Exercise data
-*-*-

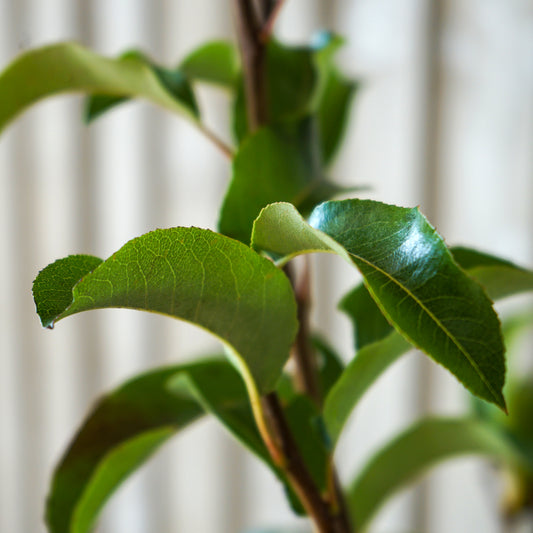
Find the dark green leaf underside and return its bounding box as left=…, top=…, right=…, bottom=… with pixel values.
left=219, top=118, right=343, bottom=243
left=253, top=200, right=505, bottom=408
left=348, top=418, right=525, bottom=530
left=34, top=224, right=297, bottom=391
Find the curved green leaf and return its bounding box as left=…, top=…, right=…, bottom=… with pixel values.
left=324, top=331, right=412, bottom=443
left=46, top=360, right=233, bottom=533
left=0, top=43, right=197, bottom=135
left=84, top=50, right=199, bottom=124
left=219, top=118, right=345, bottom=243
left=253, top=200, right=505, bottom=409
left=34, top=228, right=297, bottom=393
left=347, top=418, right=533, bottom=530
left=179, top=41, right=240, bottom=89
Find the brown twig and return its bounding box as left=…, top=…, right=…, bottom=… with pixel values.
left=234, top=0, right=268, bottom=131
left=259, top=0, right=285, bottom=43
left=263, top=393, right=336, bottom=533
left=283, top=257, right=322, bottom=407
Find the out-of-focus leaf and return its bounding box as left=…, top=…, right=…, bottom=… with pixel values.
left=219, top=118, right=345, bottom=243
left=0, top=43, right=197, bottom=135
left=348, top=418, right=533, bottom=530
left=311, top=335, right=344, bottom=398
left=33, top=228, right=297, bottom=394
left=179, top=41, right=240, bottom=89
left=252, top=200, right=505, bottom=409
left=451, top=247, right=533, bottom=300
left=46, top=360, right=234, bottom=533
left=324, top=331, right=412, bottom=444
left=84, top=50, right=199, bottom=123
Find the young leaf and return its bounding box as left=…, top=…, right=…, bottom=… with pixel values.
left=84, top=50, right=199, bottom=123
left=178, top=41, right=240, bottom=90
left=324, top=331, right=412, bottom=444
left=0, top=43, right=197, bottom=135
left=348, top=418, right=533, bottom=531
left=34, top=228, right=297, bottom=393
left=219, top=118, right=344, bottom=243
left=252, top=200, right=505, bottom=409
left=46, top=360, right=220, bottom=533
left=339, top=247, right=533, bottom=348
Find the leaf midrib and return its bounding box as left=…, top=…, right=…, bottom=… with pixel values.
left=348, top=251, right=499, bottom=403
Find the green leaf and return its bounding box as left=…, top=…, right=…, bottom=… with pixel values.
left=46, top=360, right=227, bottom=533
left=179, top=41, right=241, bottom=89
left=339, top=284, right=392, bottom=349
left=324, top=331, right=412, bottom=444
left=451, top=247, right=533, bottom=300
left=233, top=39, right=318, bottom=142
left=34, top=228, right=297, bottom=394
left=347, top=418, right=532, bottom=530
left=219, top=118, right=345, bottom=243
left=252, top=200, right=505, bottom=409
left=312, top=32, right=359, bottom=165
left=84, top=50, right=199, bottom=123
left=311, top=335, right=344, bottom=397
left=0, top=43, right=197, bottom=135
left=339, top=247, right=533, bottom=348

-*-*-

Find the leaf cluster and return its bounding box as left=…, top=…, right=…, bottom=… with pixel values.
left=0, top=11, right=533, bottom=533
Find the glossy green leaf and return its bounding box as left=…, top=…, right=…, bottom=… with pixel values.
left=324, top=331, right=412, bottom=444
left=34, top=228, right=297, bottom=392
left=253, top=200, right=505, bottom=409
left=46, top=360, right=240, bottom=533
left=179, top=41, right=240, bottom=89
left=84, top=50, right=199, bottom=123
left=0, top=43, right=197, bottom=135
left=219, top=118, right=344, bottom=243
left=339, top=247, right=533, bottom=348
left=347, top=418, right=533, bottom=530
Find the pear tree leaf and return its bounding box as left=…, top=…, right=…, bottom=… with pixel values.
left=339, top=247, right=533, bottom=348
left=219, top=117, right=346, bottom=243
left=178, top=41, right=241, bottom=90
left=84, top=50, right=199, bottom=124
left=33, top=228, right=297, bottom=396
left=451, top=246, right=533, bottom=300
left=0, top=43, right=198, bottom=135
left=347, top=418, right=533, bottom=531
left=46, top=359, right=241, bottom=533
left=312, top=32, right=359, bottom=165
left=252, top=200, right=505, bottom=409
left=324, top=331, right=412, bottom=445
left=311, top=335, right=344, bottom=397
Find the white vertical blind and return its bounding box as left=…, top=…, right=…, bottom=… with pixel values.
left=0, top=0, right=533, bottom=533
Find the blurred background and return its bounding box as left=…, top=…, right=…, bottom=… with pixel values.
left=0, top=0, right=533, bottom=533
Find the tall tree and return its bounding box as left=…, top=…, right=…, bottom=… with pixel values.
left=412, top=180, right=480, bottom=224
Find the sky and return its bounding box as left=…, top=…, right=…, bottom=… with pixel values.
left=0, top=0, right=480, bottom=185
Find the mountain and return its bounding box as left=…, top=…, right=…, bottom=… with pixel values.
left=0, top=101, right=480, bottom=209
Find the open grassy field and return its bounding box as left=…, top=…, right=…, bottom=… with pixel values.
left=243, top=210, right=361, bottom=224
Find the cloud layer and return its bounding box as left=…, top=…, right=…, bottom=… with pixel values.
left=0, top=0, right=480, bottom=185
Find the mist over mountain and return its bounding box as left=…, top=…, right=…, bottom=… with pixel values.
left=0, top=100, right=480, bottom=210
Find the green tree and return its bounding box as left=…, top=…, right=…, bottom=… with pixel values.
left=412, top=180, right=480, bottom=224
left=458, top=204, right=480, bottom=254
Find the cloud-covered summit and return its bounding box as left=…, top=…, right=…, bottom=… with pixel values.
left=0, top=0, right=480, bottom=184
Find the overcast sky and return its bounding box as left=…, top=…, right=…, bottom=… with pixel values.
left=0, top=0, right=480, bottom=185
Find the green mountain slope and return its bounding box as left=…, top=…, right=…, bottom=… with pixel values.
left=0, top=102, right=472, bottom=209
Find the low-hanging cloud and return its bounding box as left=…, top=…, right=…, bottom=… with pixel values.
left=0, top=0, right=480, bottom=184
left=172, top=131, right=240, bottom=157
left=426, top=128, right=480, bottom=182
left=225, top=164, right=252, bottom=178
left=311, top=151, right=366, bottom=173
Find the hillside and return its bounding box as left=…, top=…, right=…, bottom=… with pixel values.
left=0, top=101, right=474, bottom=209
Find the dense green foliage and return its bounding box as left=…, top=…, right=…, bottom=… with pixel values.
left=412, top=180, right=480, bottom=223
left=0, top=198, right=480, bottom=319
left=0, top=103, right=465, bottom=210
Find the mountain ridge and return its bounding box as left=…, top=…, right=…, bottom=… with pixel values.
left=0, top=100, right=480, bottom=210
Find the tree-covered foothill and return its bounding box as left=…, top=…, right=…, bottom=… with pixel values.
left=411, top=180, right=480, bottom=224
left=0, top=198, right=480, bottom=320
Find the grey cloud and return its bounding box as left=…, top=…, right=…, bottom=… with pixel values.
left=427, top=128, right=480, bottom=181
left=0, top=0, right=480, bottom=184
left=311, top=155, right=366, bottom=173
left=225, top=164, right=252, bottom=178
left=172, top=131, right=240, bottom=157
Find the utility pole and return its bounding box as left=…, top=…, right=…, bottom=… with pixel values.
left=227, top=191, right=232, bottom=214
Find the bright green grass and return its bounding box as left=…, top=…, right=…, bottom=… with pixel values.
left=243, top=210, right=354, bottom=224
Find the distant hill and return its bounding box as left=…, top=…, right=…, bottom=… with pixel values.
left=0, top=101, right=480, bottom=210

-*-*-

Stated task
Swap "distant hill" for "far-off hill" in the data, starting with the line containing "Find the distant" and going on through the line containing "left=0, top=101, right=480, bottom=210". Return only those lines, with nothing else changed.

Complete output
Find the far-off hill and return its bounding box as left=…, top=…, right=…, bottom=… with pixel values.
left=0, top=101, right=480, bottom=210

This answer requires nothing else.